## Problem description
Output every entry exactly as written.

******************************

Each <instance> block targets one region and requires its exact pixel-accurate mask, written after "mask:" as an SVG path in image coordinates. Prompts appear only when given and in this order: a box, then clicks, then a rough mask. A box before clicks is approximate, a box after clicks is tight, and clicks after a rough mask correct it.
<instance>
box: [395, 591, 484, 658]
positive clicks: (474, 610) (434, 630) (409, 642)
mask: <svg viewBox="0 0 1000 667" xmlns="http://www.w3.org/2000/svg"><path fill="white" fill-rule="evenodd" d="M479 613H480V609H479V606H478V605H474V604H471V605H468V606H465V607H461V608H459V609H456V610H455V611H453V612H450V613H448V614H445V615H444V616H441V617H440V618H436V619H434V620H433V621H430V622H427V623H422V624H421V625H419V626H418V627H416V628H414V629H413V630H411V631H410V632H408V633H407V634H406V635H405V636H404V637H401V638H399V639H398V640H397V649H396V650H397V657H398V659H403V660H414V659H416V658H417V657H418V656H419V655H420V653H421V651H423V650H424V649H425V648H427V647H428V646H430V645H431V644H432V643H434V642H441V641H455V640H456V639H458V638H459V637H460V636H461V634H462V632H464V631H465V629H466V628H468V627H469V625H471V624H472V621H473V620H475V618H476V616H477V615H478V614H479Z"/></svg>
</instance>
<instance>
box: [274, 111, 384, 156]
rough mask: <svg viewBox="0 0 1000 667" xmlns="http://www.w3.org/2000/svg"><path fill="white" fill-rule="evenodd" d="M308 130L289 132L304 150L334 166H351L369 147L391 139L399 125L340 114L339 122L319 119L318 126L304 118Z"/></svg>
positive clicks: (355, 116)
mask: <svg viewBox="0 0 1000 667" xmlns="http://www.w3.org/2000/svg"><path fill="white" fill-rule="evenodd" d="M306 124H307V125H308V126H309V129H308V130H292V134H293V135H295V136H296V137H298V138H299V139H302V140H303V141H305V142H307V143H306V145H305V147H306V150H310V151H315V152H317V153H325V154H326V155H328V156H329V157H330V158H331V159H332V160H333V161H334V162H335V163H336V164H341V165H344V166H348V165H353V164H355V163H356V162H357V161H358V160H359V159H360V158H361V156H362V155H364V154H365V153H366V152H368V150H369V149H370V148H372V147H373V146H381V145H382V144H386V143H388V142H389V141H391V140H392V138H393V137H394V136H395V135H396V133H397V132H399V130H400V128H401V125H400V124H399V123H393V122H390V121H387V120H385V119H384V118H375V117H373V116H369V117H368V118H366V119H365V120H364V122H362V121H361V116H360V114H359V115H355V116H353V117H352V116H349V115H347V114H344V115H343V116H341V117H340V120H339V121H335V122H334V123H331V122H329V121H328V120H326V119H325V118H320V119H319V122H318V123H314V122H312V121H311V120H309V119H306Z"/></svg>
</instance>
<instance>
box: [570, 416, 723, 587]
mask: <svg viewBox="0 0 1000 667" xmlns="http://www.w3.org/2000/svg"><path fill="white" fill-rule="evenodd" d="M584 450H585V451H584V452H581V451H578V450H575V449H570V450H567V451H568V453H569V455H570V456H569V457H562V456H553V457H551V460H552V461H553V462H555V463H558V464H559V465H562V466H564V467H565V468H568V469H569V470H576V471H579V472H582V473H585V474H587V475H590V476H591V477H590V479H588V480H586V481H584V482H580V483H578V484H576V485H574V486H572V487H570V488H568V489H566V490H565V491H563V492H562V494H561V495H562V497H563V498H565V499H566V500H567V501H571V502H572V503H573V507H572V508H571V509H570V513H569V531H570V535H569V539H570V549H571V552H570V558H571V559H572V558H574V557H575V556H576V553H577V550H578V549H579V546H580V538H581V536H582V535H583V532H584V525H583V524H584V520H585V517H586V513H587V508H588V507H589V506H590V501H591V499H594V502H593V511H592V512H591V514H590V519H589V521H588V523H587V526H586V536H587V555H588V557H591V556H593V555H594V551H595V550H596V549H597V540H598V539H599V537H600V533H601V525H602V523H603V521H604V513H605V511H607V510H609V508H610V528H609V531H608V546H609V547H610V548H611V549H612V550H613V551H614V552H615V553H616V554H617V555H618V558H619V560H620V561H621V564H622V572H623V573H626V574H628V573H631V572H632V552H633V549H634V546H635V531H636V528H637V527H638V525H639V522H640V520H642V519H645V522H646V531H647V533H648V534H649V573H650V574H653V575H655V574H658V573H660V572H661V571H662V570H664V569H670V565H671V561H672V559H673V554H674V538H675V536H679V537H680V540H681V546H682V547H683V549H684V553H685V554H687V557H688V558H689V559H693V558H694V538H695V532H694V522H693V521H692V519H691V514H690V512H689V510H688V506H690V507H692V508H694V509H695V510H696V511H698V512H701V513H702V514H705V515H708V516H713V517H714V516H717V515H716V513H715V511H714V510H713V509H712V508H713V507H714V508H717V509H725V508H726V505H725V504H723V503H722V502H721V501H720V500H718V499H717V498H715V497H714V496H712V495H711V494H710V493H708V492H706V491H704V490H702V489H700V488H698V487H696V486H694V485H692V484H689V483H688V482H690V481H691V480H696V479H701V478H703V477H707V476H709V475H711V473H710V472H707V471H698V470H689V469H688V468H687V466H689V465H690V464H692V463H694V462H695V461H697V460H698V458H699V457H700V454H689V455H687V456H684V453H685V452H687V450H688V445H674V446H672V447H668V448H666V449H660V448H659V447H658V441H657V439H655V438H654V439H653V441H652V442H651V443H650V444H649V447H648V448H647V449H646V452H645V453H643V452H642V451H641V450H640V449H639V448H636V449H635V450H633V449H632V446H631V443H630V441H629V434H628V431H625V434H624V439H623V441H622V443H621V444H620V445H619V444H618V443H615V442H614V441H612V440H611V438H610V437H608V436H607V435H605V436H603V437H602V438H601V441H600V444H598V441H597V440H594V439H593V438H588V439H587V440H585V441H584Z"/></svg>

******************************

## Answer to this exercise
Each <instance> block targets one region and requires its exact pixel-accurate mask, written after "mask:" as an SVG path in image coordinates. Prompts appear only when given and in this order: a box, then clicks, then a rough mask. A box before clicks is approximate, a box after clicks is tight, and clicks after a rough mask correct it.
<instance>
box: [395, 591, 484, 658]
positive clicks: (474, 610) (434, 630) (409, 642)
mask: <svg viewBox="0 0 1000 667" xmlns="http://www.w3.org/2000/svg"><path fill="white" fill-rule="evenodd" d="M479 613H480V609H479V606H478V605H474V604H471V605H468V606H465V607H461V608H459V609H456V610H455V611H453V612H450V613H448V614H445V615H444V616H441V617H440V618H436V619H434V620H433V621H430V622H427V623H422V624H421V625H419V626H418V627H416V628H414V629H413V630H411V631H410V632H408V633H407V634H406V635H405V636H404V637H401V638H399V639H398V640H397V649H396V650H397V657H398V659H403V660H414V659H416V658H417V657H418V656H419V655H420V653H421V651H423V650H424V649H425V648H427V647H428V646H430V645H431V644H432V643H434V642H441V641H455V640H456V639H458V638H459V637H460V636H461V634H462V632H464V631H465V629H466V628H468V627H469V625H471V624H472V621H473V620H475V618H476V616H477V615H478V614H479Z"/></svg>
</instance>
<instance>
box: [274, 111, 384, 156]
rough mask: <svg viewBox="0 0 1000 667" xmlns="http://www.w3.org/2000/svg"><path fill="white" fill-rule="evenodd" d="M308 130L289 132L304 150L334 166H351L369 147L391 139L399 125L340 114L339 122L319 119L318 126L304 118Z"/></svg>
positive clicks: (355, 116)
mask: <svg viewBox="0 0 1000 667" xmlns="http://www.w3.org/2000/svg"><path fill="white" fill-rule="evenodd" d="M306 124H307V125H308V126H309V129H308V130H292V134H293V135H295V136H296V137H298V138H299V139H302V140H303V141H305V142H307V143H306V145H305V147H306V150H310V151H315V152H317V153H325V154H326V155H328V156H329V157H330V158H331V159H332V160H333V161H334V162H335V163H336V164H341V165H344V166H348V165H353V164H355V163H356V162H357V161H358V160H359V159H360V158H361V156H362V155H364V154H365V153H366V152H368V150H369V149H370V148H372V147H373V146H381V145H382V144H386V143H388V142H389V141H391V140H392V138H393V137H394V136H395V135H396V133H397V132H399V130H400V128H401V125H400V124H399V123H393V122H390V121H387V120H385V119H384V118H375V117H373V116H369V117H368V118H366V119H365V120H364V122H362V121H361V116H360V114H359V115H355V116H353V117H352V116H349V115H347V114H344V115H343V116H341V117H340V120H339V121H335V122H334V123H331V122H329V121H328V120H326V119H325V118H320V119H319V122H318V123H314V122H312V121H311V120H309V119H306Z"/></svg>
</instance>
<instance>
box: [570, 416, 723, 587]
mask: <svg viewBox="0 0 1000 667" xmlns="http://www.w3.org/2000/svg"><path fill="white" fill-rule="evenodd" d="M584 450H585V451H584V452H581V451H578V450H575V449H570V450H567V451H568V453H569V455H570V456H569V457H562V456H553V457H551V460H552V461H553V462H555V463H558V464H559V465H562V466H564V467H565V468H568V469H569V470H576V471H579V472H582V473H585V474H587V475H590V476H591V477H590V479H588V480H586V481H584V482H580V483H578V484H576V485H574V486H572V487H570V488H568V489H566V490H565V491H563V492H562V494H561V495H562V497H563V498H565V499H566V500H567V501H571V502H572V503H573V507H572V508H571V509H570V513H569V531H570V535H569V539H570V549H571V552H570V558H571V559H572V558H574V557H575V556H576V553H577V550H578V549H579V546H580V538H581V536H582V535H583V532H584V525H583V524H584V520H585V517H586V513H587V508H588V507H589V506H590V501H591V499H594V502H593V511H592V512H591V514H590V519H589V521H588V523H587V526H586V536H587V555H588V557H591V556H593V555H594V551H595V550H596V549H597V540H598V539H599V537H600V533H601V525H602V523H603V521H604V513H605V511H607V510H609V508H610V528H609V531H608V546H609V547H610V548H611V549H612V550H613V551H614V552H615V553H616V554H617V555H618V558H619V560H620V561H621V564H622V572H623V573H626V574H628V573H631V572H632V552H633V549H634V546H635V531H636V528H637V527H638V525H639V522H640V520H642V519H645V522H646V531H647V533H648V534H649V573H650V574H653V575H655V574H658V573H660V572H661V571H662V570H664V569H670V565H671V561H672V559H673V554H674V538H675V536H679V537H680V540H681V546H682V547H683V549H684V553H685V554H687V557H688V558H689V559H693V558H694V538H695V532H694V522H693V521H692V519H691V514H690V512H689V510H688V506H690V507H692V508H694V509H695V510H696V511H698V512H701V513H702V514H705V515H708V516H713V517H714V516H717V515H716V513H715V511H714V510H713V509H712V508H713V507H714V508H717V509H725V508H726V505H725V504H723V503H722V502H721V501H720V500H718V499H717V498H715V497H714V496H712V495H711V494H710V493H708V492H706V491H704V490H702V489H700V488H698V487H696V486H694V485H692V484H689V483H688V482H690V481H691V480H696V479H701V478H703V477H707V476H709V475H711V473H710V472H707V471H698V470H689V469H688V468H687V466H689V465H690V464H692V463H694V462H695V461H697V460H698V458H699V457H700V454H689V455H687V456H684V453H685V452H687V450H688V445H674V446H672V447H668V448H666V449H660V448H659V447H658V441H657V439H655V438H654V439H653V441H652V442H651V443H650V444H649V447H648V448H647V449H646V452H645V453H643V452H642V451H641V450H640V449H639V448H636V449H635V450H633V449H632V446H631V443H630V441H629V434H628V431H625V434H624V439H623V441H622V443H621V444H620V445H619V444H618V443H615V442H614V441H612V440H611V438H610V437H608V436H607V435H605V436H603V437H602V438H601V441H600V444H598V441H597V440H594V439H593V438H588V439H587V440H585V441H584Z"/></svg>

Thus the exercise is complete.